→ **What you will do**
1. Answer these questions using the history of 2 Atholl Place, putting each answer on its own line and marking it to match:
(a) On what date was James Paton killed?
(b) In what year was the Paton Memorial Window unveiled?
(c) What sum did the McKillop family pay for the property?
2. Extend the history of 2 Atholl Place, picking up right after its last line.

In 1899, the property was sold to Dr Edward Ley Paton. Dr Paton lost two sons in the First World War; James, a second lieutenant in the Black Watch was killed on 13 October 1915 and Edward, a second lieutenant in the Machine Gun Corps was killed on 3 May 1917. Their Paton Memorial Window can be seen in St John’s Kirk in Perth. It is situated in the north aisle of the choir and is on the east wall of the church and was unveiled in 1930.
The Paton Family had (at least) three other sons; Dr Edward Robert Ley Paton (an army doctor based in Gibraltar), George Dickson Paton (who lived in Bexhill-on-Sea) and Dr Ronald Stewart Paton who appears to have stayed and practiced at the property as a clinical pathologist until 1958. Interestingly, whilst Dr Paton lived at 2 Atholl Place, two of the other houses in the terrace were still also occupied by medical practitioners, number 1 and number 4.
In 1958, the McKillop family bought the property from Dr Paton’s widow, Mary, for the sum of £3,000. We know that at the time of the McKillop’s purchase, the layout off the property was:
|Kitchen, maid’s sitting room, two store rooms and a wine cellar. There were also two hot water boilers and a gas cooker.
|Kitchenette, presumably for use of the medical practice
|Dining room, consulting room and waiting room (for the medical practice) and a pantry (where the dumb waiter is accessed).
|Cloakroom, lavatory and bathroom, including a hot towel rail.

→ **Records**
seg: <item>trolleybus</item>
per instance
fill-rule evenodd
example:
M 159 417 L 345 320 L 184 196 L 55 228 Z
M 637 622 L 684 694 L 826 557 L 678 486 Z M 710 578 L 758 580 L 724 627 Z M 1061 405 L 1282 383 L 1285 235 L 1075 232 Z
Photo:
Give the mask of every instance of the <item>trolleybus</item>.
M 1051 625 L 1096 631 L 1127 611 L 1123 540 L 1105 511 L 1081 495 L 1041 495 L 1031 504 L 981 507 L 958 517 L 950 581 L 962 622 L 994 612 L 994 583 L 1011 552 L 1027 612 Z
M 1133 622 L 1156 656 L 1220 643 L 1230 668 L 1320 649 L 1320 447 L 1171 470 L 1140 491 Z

→ **Answers given**
1.
(a) 13 October 1915
(b) 1930
(c) £3,000

2.
|Drawing room, two double bedrooms and a dressing room and linen cupboard.
|Two single bedrooms, boxroom, nursery and bathroom.
|There was a greenhouse to the right of the garden room. We also believe there is a well just outside the back door (in front of the kitchen window) although this had been covered up some time before 1958.
There was also an advertising board (we are not sure where) from which rent of £2 per annum was earned.
After initially living on the ground floor and basement, the McKillops moved to the flat on the first and second floors and Mr McKillop had his architect’s business on the lower floors. What is now the smaller bedroom on that floor and the store room were opened out into one room to create a dining kitchen. Latterly, the lower floors were let out to various businesses, with almost every room being a separate office and what is now the pool room being an artist’s studio.
Sadly the building fell into disrepair and was almost derelict when we acquired it in June 2011. A category “B” listed building, at that time it was recorded on the Buildings at Risk register and had been unoccupied since November 2008. Work started in June 2012 to completely renovate the building and restore it to an original single house. Our main objective was to restore and repair the original traditional features of the building whilst at the same time bringing the house up to a modern standard of living.
During the works, the entire house was re-wired and re-plumbed, many of the walls were re-plastered and several ceilings that had previously been lowered were restored to their original height, exposing the old cornices. We took down two walls, one in the basement to create the kitchen and dining room and one on the first floor to create the walk in dressing room and en-suite bathroom for the master bedroom. We also restored the wall between the second bedroom on the first floor and the store room.